--- Start Input for this task ---
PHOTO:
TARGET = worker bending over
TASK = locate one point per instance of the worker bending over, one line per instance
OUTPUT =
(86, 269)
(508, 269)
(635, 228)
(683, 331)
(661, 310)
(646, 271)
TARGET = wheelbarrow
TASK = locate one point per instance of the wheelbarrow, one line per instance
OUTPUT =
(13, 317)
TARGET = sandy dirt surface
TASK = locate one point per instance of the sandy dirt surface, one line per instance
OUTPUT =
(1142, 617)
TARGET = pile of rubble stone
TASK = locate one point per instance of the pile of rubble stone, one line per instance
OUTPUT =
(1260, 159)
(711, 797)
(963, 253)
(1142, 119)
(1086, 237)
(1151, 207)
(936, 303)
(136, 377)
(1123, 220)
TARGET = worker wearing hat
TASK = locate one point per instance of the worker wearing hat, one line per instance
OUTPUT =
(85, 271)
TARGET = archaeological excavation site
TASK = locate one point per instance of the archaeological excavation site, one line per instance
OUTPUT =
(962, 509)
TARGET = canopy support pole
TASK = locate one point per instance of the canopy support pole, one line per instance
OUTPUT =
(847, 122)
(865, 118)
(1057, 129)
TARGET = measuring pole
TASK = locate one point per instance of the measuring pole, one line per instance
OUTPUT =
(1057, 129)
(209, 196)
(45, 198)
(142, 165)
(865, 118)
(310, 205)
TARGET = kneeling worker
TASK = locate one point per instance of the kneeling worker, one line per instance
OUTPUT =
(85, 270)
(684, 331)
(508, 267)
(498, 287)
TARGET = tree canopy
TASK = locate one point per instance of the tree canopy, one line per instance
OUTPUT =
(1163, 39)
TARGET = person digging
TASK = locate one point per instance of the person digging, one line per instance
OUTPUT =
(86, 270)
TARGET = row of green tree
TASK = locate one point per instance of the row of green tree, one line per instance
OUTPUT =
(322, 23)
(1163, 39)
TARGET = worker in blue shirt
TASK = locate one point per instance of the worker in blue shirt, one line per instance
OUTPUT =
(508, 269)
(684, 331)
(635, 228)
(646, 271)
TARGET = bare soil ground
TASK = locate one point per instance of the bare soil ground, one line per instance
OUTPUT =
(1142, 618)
--- End Input for this task ---
Written instruction: Can you reproduce the whole listing above, every line unchanged and in the same order?

Finished answer:
PHOTO:
TARGET = worker bending over
TASK = locate one point per instance of the worker bending over, one line per instance
OUTPUT =
(86, 269)
(508, 269)
(635, 228)
(683, 331)
(661, 310)
(646, 271)
TARGET = wheelbarrow
TASK = locate one point per instance of the wheelbarrow, one line per instance
OUTPUT =
(13, 317)
TARGET = sandy dirt surface
TASK = locate one point per instance of the sandy dirt surface, one line per instance
OUTPUT =
(1142, 617)
TARGET = pile of rubble stone
TASK = locate one point per instance of the pile of rubble stone, one line per instance
OUTPUT =
(1260, 159)
(711, 797)
(963, 253)
(1142, 119)
(1086, 237)
(1151, 207)
(936, 303)
(136, 377)
(1123, 220)
TARGET = worker wearing hat
TASK = locate one point per instance of the worker wearing hat, one line per instance
OUTPUT =
(85, 271)
TARGET = archaeological excavation site
TASK = locate one point per instance of the archaeological excavation site, one line per instance
OUTPUT =
(962, 509)
TARGET = canopy support pole
TASK = locate one point per instance of the canopy support pole, one line per instance
OUTPUT =
(847, 122)
(865, 118)
(1057, 129)
TARGET = measuring pole
TASK = locate one point per instance of the measuring pole, one line per instance
OUTPUT =
(1057, 129)
(209, 196)
(45, 198)
(142, 165)
(865, 118)
(310, 205)
TARGET = kneeling worker
TASK = locate one point per instance of the kneeling worker, one line per instance
OUTPUT =
(85, 270)
(684, 331)
(508, 267)
(498, 287)
TARGET = tree canopy
TASK = locate one point per instance of the tree canopy, one line per instance
OUTPUT =
(1163, 39)
TARGET = person digging
TASK = locate one point per instance of the person digging, one line per instance
OUTPUT =
(86, 270)
TARGET = row of green tree
TASK = locate one point per instance of the row of green tree, one line per instance
OUTPUT =
(322, 23)
(1163, 39)
TARGET = worker in blue shirt
TASK = locate one point per instance of the worker in blue shirt, one line per instance
OUTPUT =
(508, 269)
(684, 331)
(635, 228)
(646, 271)
TARGET = bare soil ground
TASK = locate one point per instance of the bare soil ground, one line per instance
OUTPUT =
(1142, 618)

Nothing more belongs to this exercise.